**Job**
Update the rows below by changing "marker" to "dot", and keep everything else the same.

**Entries pointing to named objects**
▼

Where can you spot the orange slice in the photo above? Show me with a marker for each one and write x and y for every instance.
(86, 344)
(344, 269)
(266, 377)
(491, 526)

▲

**Reply**
Where can you spot the orange slice in the photo above? Show me with a dot for each one and write x and y for every instance.
(86, 344)
(344, 269)
(266, 377)
(491, 526)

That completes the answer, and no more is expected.